* AIM OF THE TASK *
Carry on the news items about Lady Astor and the Penn family's Green Pond land, beginning right after their last sentence.

* SOURCE DOCUMENT *
.....
Said Lady Nancy Langhorne Aston "I never even let my husband know what money I have. It is a great distress to me that my bankers should know. ... I like to have a little in my heart that nobody knows about." Few days later Lady Astor, a native Virginian, allowed the Press to learn that she had telephoned from London a pledge of $200 to the Community Chest Fund of Richmond, Va.

From Miss Elizabeth Frances Sybil Stuart of Bath, England, direct descendant of William Penn, the last remnant of the Penn family's holdings in Pennsylvania was bought by Henry Steinman Snyder, onetime vice president of Bethlehem Steel Corp. In purchasing Green Pond, near Farmersville, Pa., Mr. Snyder discovered that 3.69-acres of the pond were still owned by the Penns, traced ownership to Miss Stuart, had a copy of the original deed sent to the U. S.
.....
* DATA UNDER STUDY *
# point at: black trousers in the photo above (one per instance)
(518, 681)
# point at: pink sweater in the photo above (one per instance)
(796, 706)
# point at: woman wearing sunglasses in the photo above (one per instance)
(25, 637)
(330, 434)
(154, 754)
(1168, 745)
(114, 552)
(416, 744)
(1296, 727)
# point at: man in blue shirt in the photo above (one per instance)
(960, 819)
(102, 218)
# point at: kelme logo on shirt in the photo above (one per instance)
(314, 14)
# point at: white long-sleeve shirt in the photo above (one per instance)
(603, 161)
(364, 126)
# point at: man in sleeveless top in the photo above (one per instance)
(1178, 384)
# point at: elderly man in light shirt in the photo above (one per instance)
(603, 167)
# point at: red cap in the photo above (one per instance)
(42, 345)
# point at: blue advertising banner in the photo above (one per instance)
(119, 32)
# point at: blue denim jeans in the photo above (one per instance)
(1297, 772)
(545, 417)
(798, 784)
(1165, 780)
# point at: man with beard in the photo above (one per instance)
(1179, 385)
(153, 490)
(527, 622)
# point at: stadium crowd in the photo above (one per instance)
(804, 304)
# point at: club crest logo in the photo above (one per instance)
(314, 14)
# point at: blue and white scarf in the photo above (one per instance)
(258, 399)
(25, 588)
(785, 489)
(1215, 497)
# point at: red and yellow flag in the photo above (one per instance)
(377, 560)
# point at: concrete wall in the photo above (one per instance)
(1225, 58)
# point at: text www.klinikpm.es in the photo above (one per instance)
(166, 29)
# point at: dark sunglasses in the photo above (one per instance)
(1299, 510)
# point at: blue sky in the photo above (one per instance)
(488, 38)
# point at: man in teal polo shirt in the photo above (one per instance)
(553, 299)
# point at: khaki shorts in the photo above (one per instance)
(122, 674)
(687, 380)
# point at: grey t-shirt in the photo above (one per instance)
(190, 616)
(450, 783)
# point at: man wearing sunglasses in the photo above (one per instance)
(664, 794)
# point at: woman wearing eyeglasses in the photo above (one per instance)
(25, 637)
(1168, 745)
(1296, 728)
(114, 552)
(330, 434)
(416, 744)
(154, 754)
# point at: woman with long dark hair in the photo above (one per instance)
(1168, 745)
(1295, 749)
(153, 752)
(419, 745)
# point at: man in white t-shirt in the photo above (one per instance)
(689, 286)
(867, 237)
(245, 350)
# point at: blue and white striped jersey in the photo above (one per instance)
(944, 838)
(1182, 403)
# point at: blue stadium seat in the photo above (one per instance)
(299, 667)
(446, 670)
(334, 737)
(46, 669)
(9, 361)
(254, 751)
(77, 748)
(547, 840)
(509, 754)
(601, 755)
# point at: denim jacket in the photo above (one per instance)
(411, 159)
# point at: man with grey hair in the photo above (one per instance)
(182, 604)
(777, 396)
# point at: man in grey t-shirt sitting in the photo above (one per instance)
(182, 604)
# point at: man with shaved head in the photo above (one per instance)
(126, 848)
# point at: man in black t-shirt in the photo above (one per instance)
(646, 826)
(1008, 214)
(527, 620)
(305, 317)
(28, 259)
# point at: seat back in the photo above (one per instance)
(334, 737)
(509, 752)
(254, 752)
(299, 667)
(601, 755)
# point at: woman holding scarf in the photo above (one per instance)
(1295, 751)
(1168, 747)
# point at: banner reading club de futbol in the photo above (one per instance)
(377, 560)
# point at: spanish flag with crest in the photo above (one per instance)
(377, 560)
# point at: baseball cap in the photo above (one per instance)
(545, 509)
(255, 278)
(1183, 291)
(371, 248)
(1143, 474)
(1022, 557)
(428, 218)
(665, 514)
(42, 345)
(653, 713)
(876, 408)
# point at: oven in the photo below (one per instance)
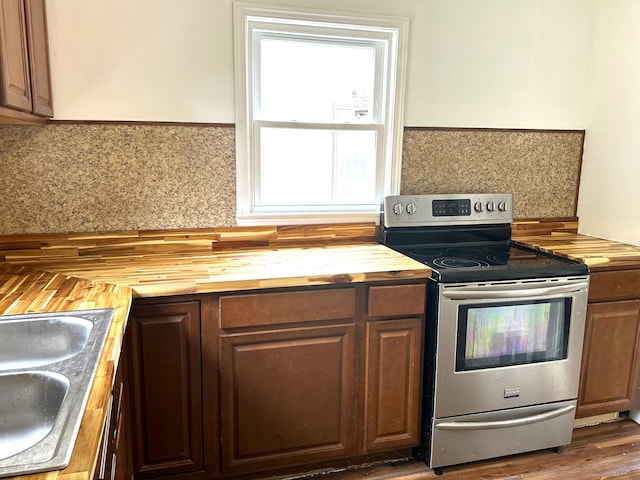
.....
* RESPONSE FOR THIS EXERCISE *
In his catalog of items in an exhibition of 200 first editions in Manhattan, Dr. Abraham S. Wolf Rosenbach, famed bibliographer, included this entry:

MUNCHAUSEN, BARON

Narrative of his Marvellous Travels.

Oxford, 1786.

12mo. Calf.

FIRST EDITION--and Damn Rare!

Mayor Edward Ewing Roberts of Reno raged when he discovered between 75 and 100 prized, costly ducks floating dead on a pond at his Spanish Springs Hunting & Fishing Club, near Reno. Two guests, Jack Vandershoot and Henry Nelson, son of a Reno councilman, had shot the birds by mistake. They were live decoys.

Grounded by fog at Flagler Beach, Fla., Col. Charles Augustus Lindbergh declined an invitation of John Davison Rockefeller to attend church.

The nasal, twangy accent of Alfred Emanuel Smith was described by Professor William Cabell Greet of Barnard College as "coastal," typical of speech everywhere on the Eastern seaboard.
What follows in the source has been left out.